* Goal *
In the text on managing RHEL networking, which three tools does os-net-config use to apply a configuration on the host?

* Extracted text *
— Begin —

Unfortunately, unlike the telco industry, where many networking services have been standardized, especially the management part, Linux distributions have no stable agreed management interface. It seems natural to expose Linux networking capabilities in a similar manner the telco industries does in order to make it easier to consume and reuse.

The internal Red Hat initiative to integrate and share resources between the existing solutions is one of the pushing forces for this paper proposal. Looking for a management solution that can be shared and used by multiple stakeholders is the main focus we will like to address.

GOALS

Provide a stable, extensible interface to manage RHEL networking capabilities.
Support atomic and transactional operations on RHEL networking at the host level.
Support atomic and transactional operations on RHEL networking at the cluster level.
Increase RHEL networking reusage by modularizing and layering its management, serving different users through the same management stack.
Integrate RHEL networking seamlessly with existing management, controlling and monitoring systems.
Standardizing RHEL networking specifics and confirm with existing ones.

Existing Solutions

Cockpit

Cockpit is used as a front-end UI to various host services, including networking. It is not exposing any API for the moment.

D-BUS for Network Manager

NetworkManager is currently the main service on RHEL through which networking capabilities are exposed on the local host. One option to expose it to a remote client is through D-BUS.

Ansible

Ansible provides multiple modules and roles to manage network devices.

Specifically for RHEL, networking is exposed through the System Roles, which in practice exposes NetworkManager capabilities.

The availability of Ansible to expose not only RHEL, but other network device vendors, places it in a good position for abstracting networking to upper layers. Ansible networking has defined some cross-vendor/platform modules, aimed to abstract differences between vendors, something that RHEL can also take advantage of.

Currently, the major limitation seen is with the missing transaction capabilities (mainly between modules) and the existing NM module schema which exposes the configuration as “connection profiles” or a per device. Both should be addressed by Ansible in future versions.

Another note worth mentioning regarding Ansible is that it does not attempt to monitor and/or listen to events from the target devices.

OS-NET-CONFIG

Under the OpenStack project, os-net-config is a host network configuration tool that applies a configuration described in a YAML or JSON on the host.

It is using ifcfg, eni and iproute2 to apply the configuration on the host.

os-net-config is run with a YAML file describing the desired networking state, and optionally a mapping file that maps MAC address or interface alias to real NIC names.

— End —

* Information provided *
— Begin —

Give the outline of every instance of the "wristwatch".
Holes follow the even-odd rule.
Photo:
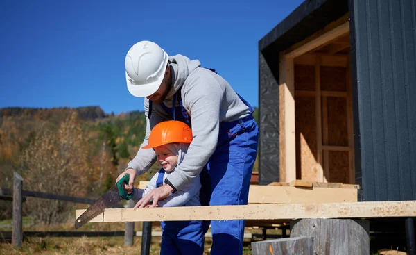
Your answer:
[[[171,187],[172,187],[172,188],[173,189],[173,192],[176,191],[176,188],[175,188],[175,186],[173,186],[173,184],[172,184],[169,180],[168,180],[168,179],[165,179],[165,184],[167,184],[168,186],[170,186]]]

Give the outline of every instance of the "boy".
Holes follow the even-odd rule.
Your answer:
[[[155,126],[150,133],[148,145],[144,149],[153,149],[162,168],[151,179],[144,190],[134,188],[132,199],[140,201],[149,190],[164,183],[166,176],[179,165],[192,140],[191,129],[184,122],[170,120]],[[159,200],[160,207],[199,206],[200,178],[194,178],[181,186],[169,197]],[[135,208],[137,206],[135,206]],[[202,254],[204,233],[200,220],[167,221],[161,222],[163,233],[161,254]]]

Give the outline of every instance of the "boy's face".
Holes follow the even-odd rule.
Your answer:
[[[155,148],[157,156],[157,162],[166,172],[172,171],[177,164],[177,156],[174,155],[164,146]]]

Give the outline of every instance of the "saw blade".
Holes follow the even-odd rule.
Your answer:
[[[100,213],[103,213],[105,209],[116,207],[122,200],[123,199],[119,194],[117,186],[114,185],[76,219],[75,229],[79,228]]]

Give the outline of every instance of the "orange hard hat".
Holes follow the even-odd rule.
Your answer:
[[[192,138],[192,131],[184,122],[167,120],[153,127],[149,135],[148,144],[142,148],[155,148],[171,142],[191,143]]]

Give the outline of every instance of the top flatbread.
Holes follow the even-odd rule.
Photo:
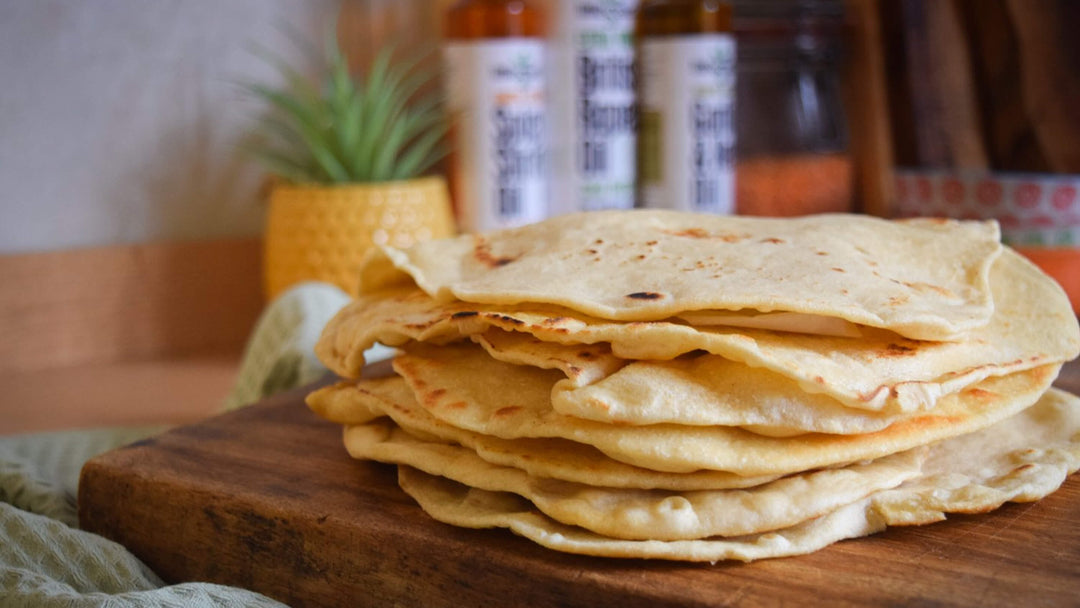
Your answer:
[[[367,260],[361,286],[404,272],[442,300],[549,303],[616,321],[798,313],[953,340],[994,311],[999,238],[993,221],[592,212],[386,247]]]

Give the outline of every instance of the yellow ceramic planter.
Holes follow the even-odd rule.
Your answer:
[[[269,298],[311,280],[354,295],[360,261],[374,244],[407,246],[454,230],[442,177],[276,186],[267,215],[264,286]]]

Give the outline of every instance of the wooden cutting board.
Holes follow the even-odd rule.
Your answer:
[[[1074,365],[1065,383],[1080,388]],[[389,465],[351,460],[307,390],[91,460],[84,529],[168,582],[293,606],[1066,606],[1080,602],[1080,476],[1029,504],[843,541],[811,555],[694,565],[556,553],[429,518]]]

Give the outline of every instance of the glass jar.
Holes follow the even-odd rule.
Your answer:
[[[843,2],[737,1],[734,30],[738,213],[852,211]]]

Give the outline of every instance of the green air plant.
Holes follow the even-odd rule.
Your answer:
[[[448,123],[423,55],[395,63],[383,49],[364,77],[353,77],[336,39],[327,40],[320,84],[266,54],[285,87],[246,85],[269,106],[249,151],[298,185],[393,181],[431,170],[448,151]]]

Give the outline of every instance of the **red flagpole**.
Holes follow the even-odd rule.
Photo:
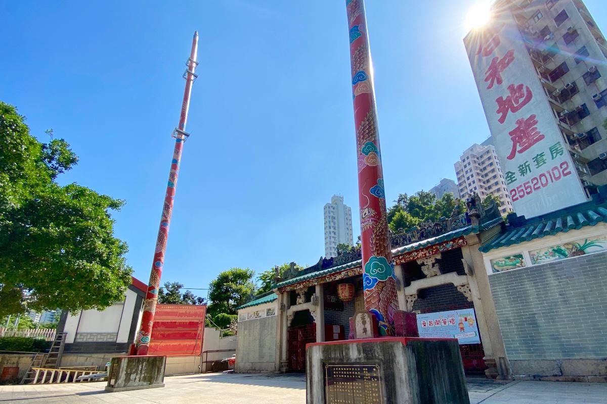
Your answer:
[[[179,125],[175,128],[172,134],[172,137],[175,138],[175,148],[173,150],[173,158],[171,162],[169,183],[166,186],[166,194],[164,196],[164,204],[160,218],[160,227],[158,230],[156,248],[154,251],[152,270],[150,272],[150,280],[148,283],[148,293],[146,294],[146,301],[143,305],[141,326],[137,334],[137,341],[135,345],[135,355],[147,355],[149,349],[152,327],[154,325],[154,315],[158,301],[158,290],[160,285],[160,277],[162,275],[162,267],[164,263],[164,251],[166,250],[166,241],[169,238],[169,225],[171,224],[171,216],[173,213],[173,200],[175,198],[175,191],[177,187],[179,164],[181,159],[183,144],[188,136],[189,136],[185,131],[186,122],[188,121],[188,110],[189,109],[190,95],[192,94],[192,84],[197,77],[194,71],[198,65],[198,62],[196,62],[197,53],[198,31],[197,31],[194,33],[194,39],[192,40],[192,50],[190,52],[190,57],[186,64],[188,68],[183,73],[183,78],[186,79],[186,88],[183,91],[183,102],[181,104],[181,113],[179,116]]]
[[[385,191],[365,5],[363,0],[346,0],[346,8],[356,128],[365,308],[377,318],[380,334],[393,335],[393,314],[398,309],[398,300],[388,238]]]

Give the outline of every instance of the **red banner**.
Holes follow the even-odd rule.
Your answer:
[[[159,304],[156,306],[150,355],[200,355],[206,306]]]

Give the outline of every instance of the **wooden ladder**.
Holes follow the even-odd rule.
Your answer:
[[[56,369],[59,367],[63,356],[63,347],[66,343],[67,333],[58,333],[55,336],[53,343],[50,345],[48,354],[36,354],[32,360],[32,365],[21,379],[22,385],[30,384],[34,381],[36,371],[32,368],[46,368]]]
[[[41,368],[42,362],[44,362],[46,357],[46,354],[36,354],[34,355],[33,359],[32,360],[32,365],[30,365],[30,368],[25,373],[25,376],[23,376],[23,379],[21,379],[21,384],[29,385],[34,381],[36,371],[33,368]]]
[[[67,333],[57,333],[55,336],[53,344],[49,349],[41,368],[47,369],[56,369],[61,363],[61,357],[63,356],[63,346],[66,344],[66,334]]]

— End —

* Worked solution *
ifcfg, eni and iproute2